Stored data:
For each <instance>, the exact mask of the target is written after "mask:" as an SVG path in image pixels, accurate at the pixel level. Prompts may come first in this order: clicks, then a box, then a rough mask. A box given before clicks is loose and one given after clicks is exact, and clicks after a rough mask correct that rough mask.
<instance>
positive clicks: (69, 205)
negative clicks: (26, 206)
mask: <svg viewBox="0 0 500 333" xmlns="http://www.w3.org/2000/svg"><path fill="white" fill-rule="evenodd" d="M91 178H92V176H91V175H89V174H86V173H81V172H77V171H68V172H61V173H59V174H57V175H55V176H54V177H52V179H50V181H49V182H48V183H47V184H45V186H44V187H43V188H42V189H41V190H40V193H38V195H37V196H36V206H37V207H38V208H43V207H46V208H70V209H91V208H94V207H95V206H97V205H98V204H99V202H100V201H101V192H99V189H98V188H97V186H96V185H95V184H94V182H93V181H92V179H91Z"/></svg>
---
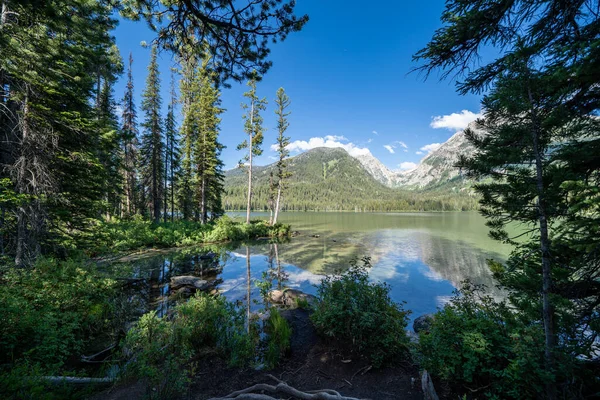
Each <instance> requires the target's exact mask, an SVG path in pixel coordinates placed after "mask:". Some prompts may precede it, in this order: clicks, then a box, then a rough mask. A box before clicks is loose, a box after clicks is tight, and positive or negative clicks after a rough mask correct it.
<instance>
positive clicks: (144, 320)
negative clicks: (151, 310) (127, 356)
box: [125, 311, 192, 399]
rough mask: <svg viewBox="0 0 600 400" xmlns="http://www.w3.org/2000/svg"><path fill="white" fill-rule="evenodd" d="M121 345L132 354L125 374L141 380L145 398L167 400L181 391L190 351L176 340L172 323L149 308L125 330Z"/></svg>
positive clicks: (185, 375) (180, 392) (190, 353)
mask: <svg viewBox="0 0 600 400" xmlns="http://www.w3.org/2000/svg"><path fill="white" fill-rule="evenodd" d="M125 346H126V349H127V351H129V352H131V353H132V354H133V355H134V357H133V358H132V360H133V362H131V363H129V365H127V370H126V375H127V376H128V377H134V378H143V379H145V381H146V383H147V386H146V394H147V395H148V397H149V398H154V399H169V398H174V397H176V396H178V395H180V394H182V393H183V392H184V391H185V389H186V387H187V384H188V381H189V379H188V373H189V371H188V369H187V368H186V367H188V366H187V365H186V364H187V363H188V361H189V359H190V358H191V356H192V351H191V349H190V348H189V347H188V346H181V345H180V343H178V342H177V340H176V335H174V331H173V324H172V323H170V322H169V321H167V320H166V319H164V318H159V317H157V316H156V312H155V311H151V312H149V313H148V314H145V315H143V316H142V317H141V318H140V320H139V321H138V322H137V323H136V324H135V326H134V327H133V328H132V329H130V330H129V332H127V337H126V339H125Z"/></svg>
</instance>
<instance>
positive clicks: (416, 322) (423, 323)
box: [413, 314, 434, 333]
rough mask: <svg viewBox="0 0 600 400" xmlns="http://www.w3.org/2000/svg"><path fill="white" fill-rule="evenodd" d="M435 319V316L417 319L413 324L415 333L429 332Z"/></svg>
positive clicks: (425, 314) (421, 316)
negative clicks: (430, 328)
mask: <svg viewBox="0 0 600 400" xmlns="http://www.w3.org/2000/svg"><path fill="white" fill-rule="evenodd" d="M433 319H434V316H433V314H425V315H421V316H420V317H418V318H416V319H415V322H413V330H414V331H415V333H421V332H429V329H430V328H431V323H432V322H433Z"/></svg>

### EXERCISE DETAILS
Where a line of the records above holds the word "loose", copy that line.

### EXPECTED OUTPUT
For each <instance>, the exact mask of the target is written after "mask:" as an SVG path in image pixels, accurate at the pixel level. Prompts may come first in this order: clicks, then a box, then a rough mask. A box given before clicks is loose and one given after clicks is exact, and clicks after a rough mask correct that rough mask.
Each <instance> requires the target's exact mask, an SVG path in pixel coordinates placed after "mask:". Some prompts may precede it, in this order: clicks, then a box, then a rough mask. A box before clicks is loose, a box after clicks is tight, and positive or negative clicks after a rough mask correct it.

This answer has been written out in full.